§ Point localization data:
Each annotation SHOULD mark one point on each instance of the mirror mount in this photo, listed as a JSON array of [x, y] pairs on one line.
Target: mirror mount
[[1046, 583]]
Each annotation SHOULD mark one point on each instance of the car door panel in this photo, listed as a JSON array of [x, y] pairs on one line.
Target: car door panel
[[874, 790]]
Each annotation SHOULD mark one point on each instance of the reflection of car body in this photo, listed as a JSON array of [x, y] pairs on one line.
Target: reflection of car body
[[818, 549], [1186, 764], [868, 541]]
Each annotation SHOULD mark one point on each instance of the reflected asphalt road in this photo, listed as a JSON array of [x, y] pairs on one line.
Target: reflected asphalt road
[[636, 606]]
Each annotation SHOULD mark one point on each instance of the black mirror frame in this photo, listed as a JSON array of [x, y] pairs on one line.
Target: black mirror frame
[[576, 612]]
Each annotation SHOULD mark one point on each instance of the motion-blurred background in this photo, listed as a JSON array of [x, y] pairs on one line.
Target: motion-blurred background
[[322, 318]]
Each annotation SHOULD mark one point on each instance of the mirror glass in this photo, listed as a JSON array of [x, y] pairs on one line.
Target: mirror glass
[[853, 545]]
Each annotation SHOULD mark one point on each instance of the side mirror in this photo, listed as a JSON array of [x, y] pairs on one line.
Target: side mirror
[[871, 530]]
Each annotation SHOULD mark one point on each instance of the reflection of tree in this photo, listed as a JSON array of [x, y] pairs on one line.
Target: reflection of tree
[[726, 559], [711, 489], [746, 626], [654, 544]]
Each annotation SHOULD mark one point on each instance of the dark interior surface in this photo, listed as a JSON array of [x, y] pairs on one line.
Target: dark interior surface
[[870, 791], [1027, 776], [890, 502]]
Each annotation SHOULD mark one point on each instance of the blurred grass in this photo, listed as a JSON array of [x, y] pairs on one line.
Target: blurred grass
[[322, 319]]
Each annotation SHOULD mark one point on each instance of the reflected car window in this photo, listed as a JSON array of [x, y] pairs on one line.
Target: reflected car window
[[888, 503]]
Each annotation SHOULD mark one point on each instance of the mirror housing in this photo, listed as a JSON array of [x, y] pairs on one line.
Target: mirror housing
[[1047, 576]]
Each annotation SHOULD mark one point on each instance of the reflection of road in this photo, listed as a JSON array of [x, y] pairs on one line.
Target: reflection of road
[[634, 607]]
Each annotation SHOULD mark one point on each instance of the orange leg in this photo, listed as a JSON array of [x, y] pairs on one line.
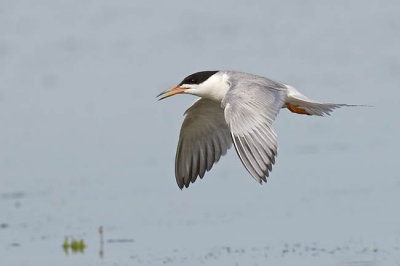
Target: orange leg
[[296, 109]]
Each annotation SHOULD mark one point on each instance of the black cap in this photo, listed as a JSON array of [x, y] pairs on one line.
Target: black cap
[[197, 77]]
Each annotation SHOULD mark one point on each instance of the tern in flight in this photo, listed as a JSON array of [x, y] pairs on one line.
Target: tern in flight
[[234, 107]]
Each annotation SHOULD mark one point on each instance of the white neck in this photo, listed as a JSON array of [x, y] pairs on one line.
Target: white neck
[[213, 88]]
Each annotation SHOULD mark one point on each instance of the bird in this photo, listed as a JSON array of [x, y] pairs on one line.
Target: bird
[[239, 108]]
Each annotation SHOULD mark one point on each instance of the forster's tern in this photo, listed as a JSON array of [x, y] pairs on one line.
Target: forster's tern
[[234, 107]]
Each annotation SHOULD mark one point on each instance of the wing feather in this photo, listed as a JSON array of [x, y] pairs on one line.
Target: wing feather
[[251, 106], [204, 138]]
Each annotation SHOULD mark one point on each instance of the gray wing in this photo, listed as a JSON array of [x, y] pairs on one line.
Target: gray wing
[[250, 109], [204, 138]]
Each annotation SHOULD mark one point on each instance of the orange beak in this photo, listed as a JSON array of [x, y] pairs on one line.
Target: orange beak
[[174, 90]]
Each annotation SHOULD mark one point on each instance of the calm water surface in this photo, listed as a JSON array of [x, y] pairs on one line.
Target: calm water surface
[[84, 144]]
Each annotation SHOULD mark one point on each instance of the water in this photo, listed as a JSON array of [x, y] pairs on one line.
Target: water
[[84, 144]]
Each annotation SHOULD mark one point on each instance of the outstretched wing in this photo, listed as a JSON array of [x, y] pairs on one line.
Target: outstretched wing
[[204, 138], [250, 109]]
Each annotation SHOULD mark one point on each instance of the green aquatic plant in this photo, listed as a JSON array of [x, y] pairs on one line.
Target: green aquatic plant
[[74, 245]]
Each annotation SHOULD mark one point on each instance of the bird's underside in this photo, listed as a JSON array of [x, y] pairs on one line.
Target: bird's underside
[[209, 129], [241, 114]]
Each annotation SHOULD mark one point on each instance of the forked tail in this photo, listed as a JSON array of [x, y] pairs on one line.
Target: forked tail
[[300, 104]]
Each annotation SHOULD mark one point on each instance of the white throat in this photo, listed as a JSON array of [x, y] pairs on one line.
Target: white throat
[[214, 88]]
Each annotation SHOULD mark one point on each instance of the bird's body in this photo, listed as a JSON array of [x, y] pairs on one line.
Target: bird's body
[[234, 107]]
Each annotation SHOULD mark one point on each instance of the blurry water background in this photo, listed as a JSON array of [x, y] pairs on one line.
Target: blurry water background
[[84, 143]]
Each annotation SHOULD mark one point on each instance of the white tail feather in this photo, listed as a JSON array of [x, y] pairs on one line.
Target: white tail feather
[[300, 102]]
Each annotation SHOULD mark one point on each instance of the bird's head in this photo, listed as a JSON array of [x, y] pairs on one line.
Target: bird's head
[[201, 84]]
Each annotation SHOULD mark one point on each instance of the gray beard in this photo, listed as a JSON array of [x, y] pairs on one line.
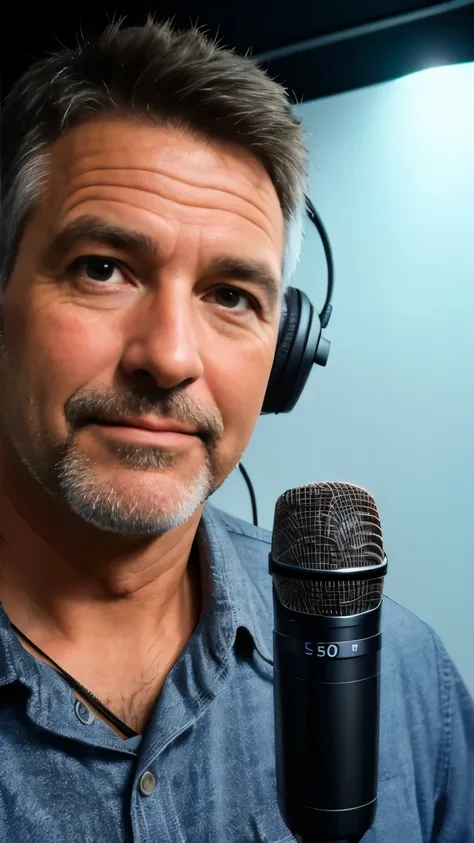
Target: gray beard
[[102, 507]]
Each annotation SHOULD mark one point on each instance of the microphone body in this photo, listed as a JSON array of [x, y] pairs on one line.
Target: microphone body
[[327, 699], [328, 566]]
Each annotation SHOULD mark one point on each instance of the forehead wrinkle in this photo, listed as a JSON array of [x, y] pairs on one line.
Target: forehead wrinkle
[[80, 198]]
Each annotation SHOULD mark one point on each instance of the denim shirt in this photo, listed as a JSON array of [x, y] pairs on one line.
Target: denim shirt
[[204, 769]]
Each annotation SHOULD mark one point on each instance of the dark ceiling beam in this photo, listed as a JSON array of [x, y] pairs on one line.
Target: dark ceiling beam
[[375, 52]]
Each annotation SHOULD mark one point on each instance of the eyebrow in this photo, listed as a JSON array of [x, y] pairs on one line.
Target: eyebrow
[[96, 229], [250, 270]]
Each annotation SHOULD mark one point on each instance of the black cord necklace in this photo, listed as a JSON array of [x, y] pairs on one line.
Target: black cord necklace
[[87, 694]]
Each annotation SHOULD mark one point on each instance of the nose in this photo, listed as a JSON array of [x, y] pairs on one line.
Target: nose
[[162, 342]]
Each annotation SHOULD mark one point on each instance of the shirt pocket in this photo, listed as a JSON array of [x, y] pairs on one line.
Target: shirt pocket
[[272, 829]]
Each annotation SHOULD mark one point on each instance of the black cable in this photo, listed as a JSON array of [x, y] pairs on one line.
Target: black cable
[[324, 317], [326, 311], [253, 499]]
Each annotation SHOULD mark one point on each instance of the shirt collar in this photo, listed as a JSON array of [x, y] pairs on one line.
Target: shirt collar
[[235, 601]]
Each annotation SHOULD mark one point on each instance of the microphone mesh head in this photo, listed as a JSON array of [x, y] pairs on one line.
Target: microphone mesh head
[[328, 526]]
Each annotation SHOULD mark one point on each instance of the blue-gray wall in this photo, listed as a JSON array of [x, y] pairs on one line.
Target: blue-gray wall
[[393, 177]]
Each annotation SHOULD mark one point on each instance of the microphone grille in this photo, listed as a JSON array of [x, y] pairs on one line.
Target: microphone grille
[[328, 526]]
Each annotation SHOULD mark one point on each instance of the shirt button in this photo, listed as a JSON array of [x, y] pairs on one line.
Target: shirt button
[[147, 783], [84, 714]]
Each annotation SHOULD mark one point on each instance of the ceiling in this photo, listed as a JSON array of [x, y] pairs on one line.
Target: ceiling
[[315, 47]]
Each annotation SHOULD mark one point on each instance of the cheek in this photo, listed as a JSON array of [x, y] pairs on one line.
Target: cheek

§ Exercise: Out of the records, collect only those lines that contain the string "cheek".

§ Result:
Each annotation SHOULD mark one point on each instance of the cheek in this photo, listed as a JSON array of [x, y] pairs on one line.
Target: cheek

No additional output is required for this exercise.